== EXERCISE DESCRIPTION ==
What follows is a set of records; restate each one word for word and drop the pictures.

== WORKING DATA ==
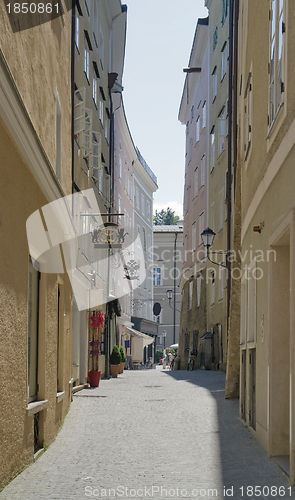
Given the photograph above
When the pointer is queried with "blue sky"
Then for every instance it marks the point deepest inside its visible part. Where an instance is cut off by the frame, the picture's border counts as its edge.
(159, 39)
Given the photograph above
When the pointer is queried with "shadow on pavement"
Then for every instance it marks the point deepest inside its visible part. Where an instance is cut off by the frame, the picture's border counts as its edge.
(244, 462)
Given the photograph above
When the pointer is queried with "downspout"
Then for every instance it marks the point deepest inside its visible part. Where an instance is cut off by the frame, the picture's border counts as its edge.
(229, 171)
(174, 285)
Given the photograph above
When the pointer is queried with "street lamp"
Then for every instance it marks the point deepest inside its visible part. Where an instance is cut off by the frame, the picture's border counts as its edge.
(207, 238)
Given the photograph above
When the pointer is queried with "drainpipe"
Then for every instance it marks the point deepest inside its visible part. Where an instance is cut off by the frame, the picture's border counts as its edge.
(230, 140)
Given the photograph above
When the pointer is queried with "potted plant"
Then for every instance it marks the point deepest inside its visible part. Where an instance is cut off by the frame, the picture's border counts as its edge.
(96, 327)
(123, 359)
(115, 360)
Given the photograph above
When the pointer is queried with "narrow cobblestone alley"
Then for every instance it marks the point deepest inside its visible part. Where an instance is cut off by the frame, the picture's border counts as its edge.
(152, 434)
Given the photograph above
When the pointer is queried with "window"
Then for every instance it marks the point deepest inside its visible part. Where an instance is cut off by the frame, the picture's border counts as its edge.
(224, 11)
(222, 131)
(276, 67)
(86, 60)
(201, 226)
(248, 115)
(194, 234)
(220, 283)
(198, 129)
(204, 111)
(203, 169)
(223, 60)
(101, 48)
(87, 4)
(33, 308)
(214, 83)
(96, 155)
(196, 181)
(157, 276)
(144, 239)
(77, 32)
(94, 90)
(120, 167)
(199, 284)
(212, 287)
(148, 209)
(215, 38)
(190, 294)
(58, 141)
(221, 209)
(101, 111)
(212, 144)
(212, 222)
(137, 196)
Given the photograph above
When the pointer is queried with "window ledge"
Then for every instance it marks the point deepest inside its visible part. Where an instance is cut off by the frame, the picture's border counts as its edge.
(60, 396)
(35, 407)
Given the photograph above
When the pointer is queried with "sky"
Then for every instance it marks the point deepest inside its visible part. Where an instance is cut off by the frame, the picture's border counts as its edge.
(159, 40)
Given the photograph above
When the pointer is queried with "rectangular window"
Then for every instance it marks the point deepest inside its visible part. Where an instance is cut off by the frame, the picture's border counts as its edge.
(212, 221)
(86, 60)
(248, 115)
(198, 129)
(203, 170)
(33, 321)
(222, 131)
(94, 90)
(212, 287)
(194, 234)
(201, 226)
(58, 141)
(212, 148)
(199, 284)
(190, 294)
(196, 181)
(77, 31)
(204, 111)
(157, 276)
(137, 196)
(101, 48)
(276, 66)
(214, 83)
(223, 60)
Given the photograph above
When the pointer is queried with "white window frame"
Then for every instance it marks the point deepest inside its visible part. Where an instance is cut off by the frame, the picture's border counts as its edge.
(276, 58)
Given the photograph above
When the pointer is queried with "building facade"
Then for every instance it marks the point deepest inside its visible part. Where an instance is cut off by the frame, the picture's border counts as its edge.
(99, 47)
(196, 277)
(36, 310)
(266, 159)
(167, 266)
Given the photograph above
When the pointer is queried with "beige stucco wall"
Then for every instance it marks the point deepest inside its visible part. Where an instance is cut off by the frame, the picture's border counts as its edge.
(40, 62)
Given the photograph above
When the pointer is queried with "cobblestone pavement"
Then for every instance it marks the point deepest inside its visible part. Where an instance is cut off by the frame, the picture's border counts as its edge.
(152, 434)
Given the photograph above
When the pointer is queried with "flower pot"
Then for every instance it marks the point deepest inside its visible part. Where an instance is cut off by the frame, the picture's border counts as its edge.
(94, 378)
(115, 370)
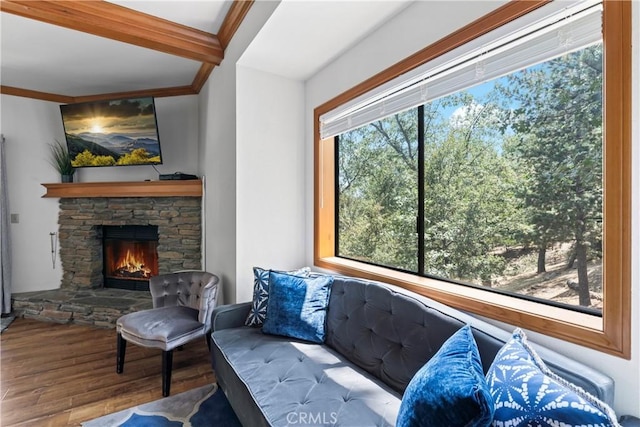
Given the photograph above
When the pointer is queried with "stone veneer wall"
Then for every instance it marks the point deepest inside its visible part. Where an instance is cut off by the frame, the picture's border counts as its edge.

== RESPONSE TO THIS EXERCISE ==
Given the photograph above
When the pointer is queried with "blue sky"
Then for every instance it marks the point deepest inside its visible part. Where an instance is cut off by the frame, the picture's border counts as its edge.
(159, 39)
Given the photograph above
When the pointer is queried with "shadow on pavement"
Then for every instance it marks the point deepest inside its visible part. Where an instance is cut off by the frame, the picture's border counts as its edge.
(244, 462)
Given the photograph above
When the pointer is queried with "downspout"
Then for every instance it marks the point deepest inside its visible part. Where an instance is cut off by the frame, the picture's border counts as its edge.
(229, 171)
(174, 285)
Given the photograph above
When the pointer is queried with "street lamp"
Then for every instance it marks the point deepest inside its visible part. Where an instance is cut off by the frame, the picture's border counts as its edge.
(207, 238)
Given the photograph above
When the pointer is queried with "drainpipe"
Then for every instance it marks the point deepest inside its visible part. Where an instance is cut off by the frame, the picture's border counts as its edge.
(230, 140)
Given the photograph above
When the pointer is queried with "potted plant"
Then for every instance it marks the point deepest inside its visible part. Where an instance is cut off by the frame, the picture's border counts as its edge.
(96, 327)
(123, 359)
(115, 360)
Given the photograph above
When the pointer is queried with "narrow cobblestone alley"
Then for every instance it marks the point deepest inside its visible part. Where an instance is cut off by the frame, the picture's border counts as its edge.
(152, 434)
Given the photograph above
When the pointer is queried with "window"
Then for every instance it marks the point deepest inside its visible part. Where an instance is cut off by the frame, the picture's border counts as its edge.
(224, 11)
(222, 131)
(276, 67)
(86, 60)
(201, 226)
(248, 115)
(194, 234)
(220, 283)
(198, 129)
(204, 111)
(203, 169)
(223, 60)
(101, 48)
(87, 4)
(33, 308)
(214, 83)
(96, 155)
(196, 181)
(157, 276)
(144, 239)
(77, 32)
(94, 90)
(120, 167)
(199, 284)
(212, 287)
(148, 209)
(215, 38)
(190, 294)
(58, 141)
(221, 209)
(101, 111)
(212, 144)
(212, 222)
(137, 196)
Given the photograph above
When the pointer is queried with "window ledge"
Then for every instance it marks the point deepest inside its visible part. Where an instance is cut off by the frame, the picture's border counts as its edge.
(60, 396)
(35, 407)
Given the photograph above
When the pointer is queried with "sky"
Then for every instance it marks the point deepest inside its visible part. Where an instance is cut off by the frame, the picture's border counts as its edge.
(159, 40)
Given the photograph above
When the pointer is queried with "rectangular window"
Then for every instance it marks the point deepest inside its visible part. Where an instance is cut off by the frame, the picture's border counts as its edge.
(212, 221)
(86, 60)
(248, 115)
(198, 129)
(203, 170)
(33, 321)
(222, 131)
(94, 90)
(212, 287)
(194, 234)
(201, 226)
(58, 141)
(212, 148)
(199, 284)
(190, 294)
(196, 181)
(77, 31)
(204, 111)
(157, 276)
(137, 196)
(101, 48)
(276, 66)
(214, 83)
(223, 60)
Given the photograph above
When the pointer is queried with "white window frame"
Then for every instance it marks the point deepest inside its visible part. Where an instance is cut off by the frame, the picture's border counts as its edge.
(276, 58)
Given the photograph above
When the pointer is queried with "building facade"
Then for every instance it marks the point deepest inside its visible part. Where an instance is cut off by the frame, the picture's border counts as its edge.
(99, 47)
(196, 277)
(36, 310)
(266, 159)
(167, 266)
Given the photograph above
When the pointer is queried with "beige stucco wall"
Then for every instance it marks the point deepest inside its visible part. Where an instance is cut off by the frame, the picture's border counts as its edge.
(40, 62)
Given the photograph above
When the pointer is queried with "cobblestone pavement"
Then for every instance it marks the point deepest inside its visible part. Where an instance is cut off by the frame, the picture's border counts as its edge.
(152, 434)
Given the photograph above
When the pointer is queried with "flower pot"
Then for every instance it marks the point deepest inside its visible part. Where an instance is cut off by the frame, the picture's border counts as its edge.
(94, 378)
(115, 370)
Given the photograph above
When the pointer is queried with "stone veneer wall"
Then for every instance it marks the point deepest inside its visible part. Where an instance is cut off by the frame, the picture's border counts as its edge.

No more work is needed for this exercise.